_Directive_. Convert every line of the entries below into a JSON list of strings, one string per line, with blank lines omitted. Leave the pictures out of the result.

====================

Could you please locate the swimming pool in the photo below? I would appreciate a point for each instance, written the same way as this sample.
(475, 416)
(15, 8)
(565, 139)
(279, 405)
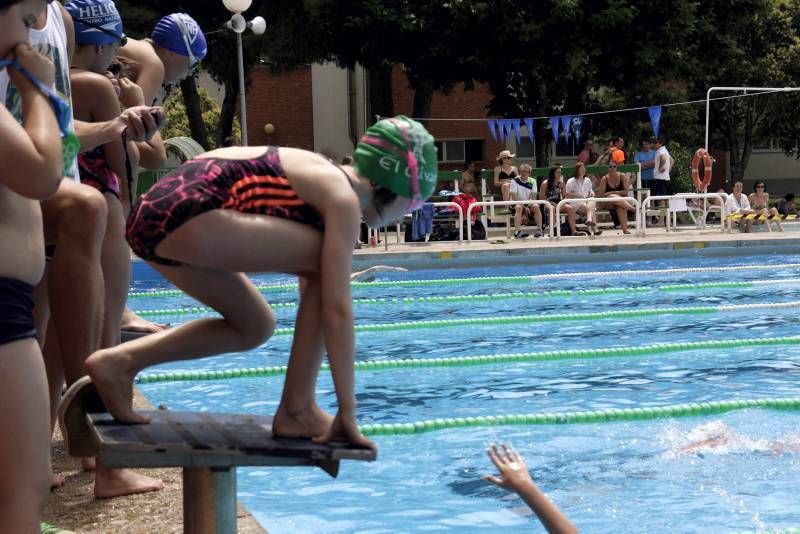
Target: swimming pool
(613, 476)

====================

_Solution to this exercise_.
[
  "Could you please locate the swimming pool in the photo below? I would appreciate a point for each instance, written the same way as this sample.",
  "(475, 416)",
  "(15, 8)",
  "(565, 139)",
  "(279, 405)",
  "Target: swimming pool",
  "(613, 476)"
]